**Problem requirements**
Copy the records below word for word, keeping every line as it is, but leave out the pictures.

**Rows**

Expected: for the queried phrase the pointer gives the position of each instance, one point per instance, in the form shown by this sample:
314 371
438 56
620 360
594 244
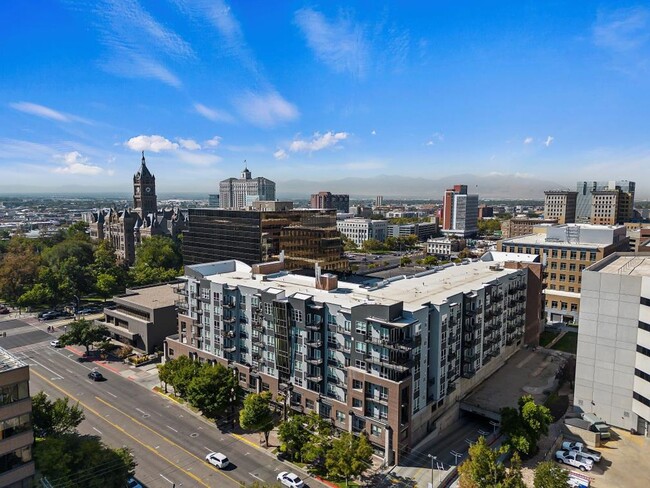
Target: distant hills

**Answer in full**
Expected: for the queried phrase the pointer gives the position of each instance, one point per instance, in the form shown by this sample:
314 371
438 56
620 360
594 244
Target: distant hills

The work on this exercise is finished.